(The problem): In the forum thread on log-digging, which questions come right after "Take a few minutes to think about your experiences with the featured card." and before "Take one of those experiences and put it to prose."? List every one.

(Document text):
•••••

Log-Digging - Featured TestSphere Card

(Beren) #1

One hundred cards. One hundred Test-related concepts.
Here on the club, we’ll feature a card from the TestSphere deck for people to write their stories about every month.

I challenge you:
Take a few minutes to think about your experiences with the featured card.

What bugs have you found that are related? Which ones have you missed?
How have you tackled testing for this concept?
What made it difficult or more easy?
What have you learned? What can others learn from your experience?

Take one of those experiences and put it to prose.
Telling your stories is as valuable to yourself as it is to others.

I’m not known to have much patience with logs. Even though I can see much value in all they record, I rather look for patterns than try to exactly understand what they’re saying.
Thankfully, for people like me, there are wonderful tools to help me. The tool I speak of, was my colleague Geert. (@_TestHeader)
He was the Dynatrace guy (among other roles) at my previous project.
This app does deep recording of what goes on with and around your product.

Whenever I saw something really strange I’d ask him to investigate and ‘drill down’. He didn’t necessarily have to scroll through logs, but he’d look for obvious problems at the time I saw the strange behaviour.
More often than not, he’d supplement my bug reports with important information on the lowest level possible for the developers to better understand what exactly had gone wrong.

Separately, our information might not have meant much. But together, they provided our developers with a good case why to fix the issue, how it was triggered and a start where to look for a solution.

What’s your story?

(Brian) #2

Once, some time ago, I had just started playing with our system logs. At the time, there were two levels of logging, “info” and “debug”. In one test, back when I started playing with the system logs, my system had a catastrophic failure. (As it was hardware and software, think smoke and extensive repairs)

Being a glutton for punishment, I pulled an “identical” system from one of the other testers to repeat the failure. I have it in my head that if a problem can be repeated, it would be easier to fix. So I run what I think was the exact same test, brace myself for the boom, and… Nothing odd happened. The system appeared to be happy as a clam.

•••••

Some lines

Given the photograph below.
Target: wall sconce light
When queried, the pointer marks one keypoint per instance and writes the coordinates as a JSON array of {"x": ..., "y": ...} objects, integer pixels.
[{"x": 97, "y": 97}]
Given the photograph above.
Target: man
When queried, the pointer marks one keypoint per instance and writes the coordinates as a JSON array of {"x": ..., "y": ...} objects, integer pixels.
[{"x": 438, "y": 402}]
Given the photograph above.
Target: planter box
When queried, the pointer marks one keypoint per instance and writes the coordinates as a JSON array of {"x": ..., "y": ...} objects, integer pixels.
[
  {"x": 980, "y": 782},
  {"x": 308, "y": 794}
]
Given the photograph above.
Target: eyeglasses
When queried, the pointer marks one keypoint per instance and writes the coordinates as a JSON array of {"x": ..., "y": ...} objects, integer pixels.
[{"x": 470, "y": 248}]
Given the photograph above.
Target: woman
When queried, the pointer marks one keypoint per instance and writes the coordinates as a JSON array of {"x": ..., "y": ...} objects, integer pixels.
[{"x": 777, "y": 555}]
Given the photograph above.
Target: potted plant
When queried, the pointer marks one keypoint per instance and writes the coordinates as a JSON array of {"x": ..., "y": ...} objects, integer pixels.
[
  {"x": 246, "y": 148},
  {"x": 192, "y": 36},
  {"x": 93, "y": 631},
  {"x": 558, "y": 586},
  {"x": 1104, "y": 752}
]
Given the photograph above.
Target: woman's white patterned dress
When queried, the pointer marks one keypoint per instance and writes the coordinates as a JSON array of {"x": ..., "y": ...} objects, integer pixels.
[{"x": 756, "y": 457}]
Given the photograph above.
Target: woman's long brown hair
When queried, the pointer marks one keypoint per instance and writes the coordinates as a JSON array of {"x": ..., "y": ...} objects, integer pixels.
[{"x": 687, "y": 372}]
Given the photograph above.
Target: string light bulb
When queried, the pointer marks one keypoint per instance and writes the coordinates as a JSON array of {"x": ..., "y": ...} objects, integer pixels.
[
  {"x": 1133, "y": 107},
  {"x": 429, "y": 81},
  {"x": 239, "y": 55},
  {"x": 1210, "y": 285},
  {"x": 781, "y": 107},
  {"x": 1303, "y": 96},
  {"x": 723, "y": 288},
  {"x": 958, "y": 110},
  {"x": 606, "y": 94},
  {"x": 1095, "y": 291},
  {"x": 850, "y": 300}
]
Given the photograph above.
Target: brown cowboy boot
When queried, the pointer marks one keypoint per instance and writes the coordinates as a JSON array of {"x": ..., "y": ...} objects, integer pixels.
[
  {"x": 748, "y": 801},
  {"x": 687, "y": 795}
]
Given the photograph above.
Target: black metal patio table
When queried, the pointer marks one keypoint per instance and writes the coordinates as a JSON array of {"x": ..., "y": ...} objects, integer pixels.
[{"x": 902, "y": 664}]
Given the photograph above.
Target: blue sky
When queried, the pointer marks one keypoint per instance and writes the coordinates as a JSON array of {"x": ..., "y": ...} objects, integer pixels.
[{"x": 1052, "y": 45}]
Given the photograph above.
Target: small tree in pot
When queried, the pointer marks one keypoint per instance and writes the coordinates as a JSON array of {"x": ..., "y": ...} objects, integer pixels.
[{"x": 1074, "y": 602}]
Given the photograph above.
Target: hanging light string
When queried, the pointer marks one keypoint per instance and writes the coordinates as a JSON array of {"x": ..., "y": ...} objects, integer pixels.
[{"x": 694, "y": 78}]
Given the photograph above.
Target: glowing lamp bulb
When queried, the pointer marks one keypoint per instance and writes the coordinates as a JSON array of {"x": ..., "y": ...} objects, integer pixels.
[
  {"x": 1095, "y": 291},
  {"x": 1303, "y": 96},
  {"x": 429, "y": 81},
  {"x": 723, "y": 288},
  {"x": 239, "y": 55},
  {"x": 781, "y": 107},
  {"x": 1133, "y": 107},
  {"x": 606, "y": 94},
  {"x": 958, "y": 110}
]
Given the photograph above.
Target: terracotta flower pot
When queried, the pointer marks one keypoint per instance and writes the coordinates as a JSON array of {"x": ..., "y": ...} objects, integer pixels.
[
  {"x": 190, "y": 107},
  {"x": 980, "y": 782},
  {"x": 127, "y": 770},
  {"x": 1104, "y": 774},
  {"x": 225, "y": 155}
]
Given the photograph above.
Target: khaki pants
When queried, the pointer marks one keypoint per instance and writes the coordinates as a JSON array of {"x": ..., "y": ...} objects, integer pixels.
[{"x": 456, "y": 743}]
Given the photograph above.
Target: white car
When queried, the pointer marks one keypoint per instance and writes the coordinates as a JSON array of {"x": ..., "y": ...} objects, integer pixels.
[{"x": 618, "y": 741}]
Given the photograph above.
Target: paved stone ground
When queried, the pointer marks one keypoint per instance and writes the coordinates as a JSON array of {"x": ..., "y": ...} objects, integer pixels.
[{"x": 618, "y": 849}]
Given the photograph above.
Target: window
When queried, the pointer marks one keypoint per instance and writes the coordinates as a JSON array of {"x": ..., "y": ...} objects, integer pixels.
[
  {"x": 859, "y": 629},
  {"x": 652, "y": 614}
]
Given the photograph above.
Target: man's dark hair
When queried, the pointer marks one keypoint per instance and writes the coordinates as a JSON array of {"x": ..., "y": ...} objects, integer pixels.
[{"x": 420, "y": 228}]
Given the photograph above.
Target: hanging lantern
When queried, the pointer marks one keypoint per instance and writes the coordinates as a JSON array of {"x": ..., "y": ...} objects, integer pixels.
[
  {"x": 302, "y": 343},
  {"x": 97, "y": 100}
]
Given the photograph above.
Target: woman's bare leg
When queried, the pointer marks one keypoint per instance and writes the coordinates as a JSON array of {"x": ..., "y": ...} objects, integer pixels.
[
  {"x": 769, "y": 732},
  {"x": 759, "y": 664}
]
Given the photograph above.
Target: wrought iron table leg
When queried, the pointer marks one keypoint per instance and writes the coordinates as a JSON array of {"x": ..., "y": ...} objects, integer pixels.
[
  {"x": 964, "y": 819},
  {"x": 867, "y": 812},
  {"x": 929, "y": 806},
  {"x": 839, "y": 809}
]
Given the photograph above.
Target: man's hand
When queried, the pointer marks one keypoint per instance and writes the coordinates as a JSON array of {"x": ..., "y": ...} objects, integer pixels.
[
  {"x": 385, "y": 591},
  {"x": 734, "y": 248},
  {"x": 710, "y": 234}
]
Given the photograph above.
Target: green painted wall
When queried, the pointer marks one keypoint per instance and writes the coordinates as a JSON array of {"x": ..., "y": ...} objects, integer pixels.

•••••

(Correct result):
- What bugs have you found that are related?
- Which ones have you missed?
- How have you tackled testing for this concept?
- What made it difficult or more easy?
- What have you learned?
- What can others learn from your experience?